■ Aim
Give back every line of the material below unchanged, but leave the pictures out.

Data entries

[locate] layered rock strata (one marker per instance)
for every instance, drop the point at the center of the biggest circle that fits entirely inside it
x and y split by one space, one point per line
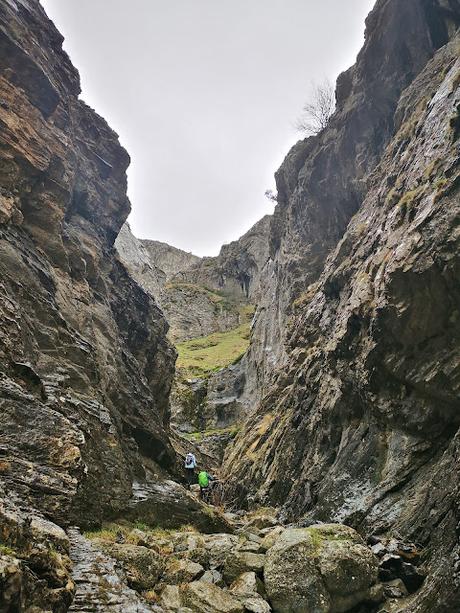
361 425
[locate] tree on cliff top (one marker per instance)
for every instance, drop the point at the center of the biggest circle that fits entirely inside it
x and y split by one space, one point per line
317 112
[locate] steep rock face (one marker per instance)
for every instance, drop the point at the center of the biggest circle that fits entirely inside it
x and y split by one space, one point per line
200 297
85 367
168 258
362 424
136 259
321 183
237 269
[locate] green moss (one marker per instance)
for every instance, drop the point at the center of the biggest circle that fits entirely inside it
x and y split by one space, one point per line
198 437
201 356
220 300
6 551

■ Reply to the exercise
[locate] layered rock strata (one marker per instance)
for every instance, drop the point at the center of the biggest circle that fits entirely inside it
x and y split by one space, one point per line
361 425
[locate] tree on cliff top (one marker per instance)
for every instance, drop the point at the center of the biggest circle that fits entirely inside it
x and y split by one space, one point per line
317 112
[locate] steep rock face (one marker per instance)
for every instance, drop the point at the center of the biggest circle that fits entirely inside it
x and y split by one space, one point per line
200 297
85 367
168 258
362 424
136 259
321 183
237 269
[locate] green moss (one marker per instance)
for every instance, drop the point at the center of the biggest circle that fits entirely inside it
x and y split by one space, one point per line
198 437
201 356
220 300
6 551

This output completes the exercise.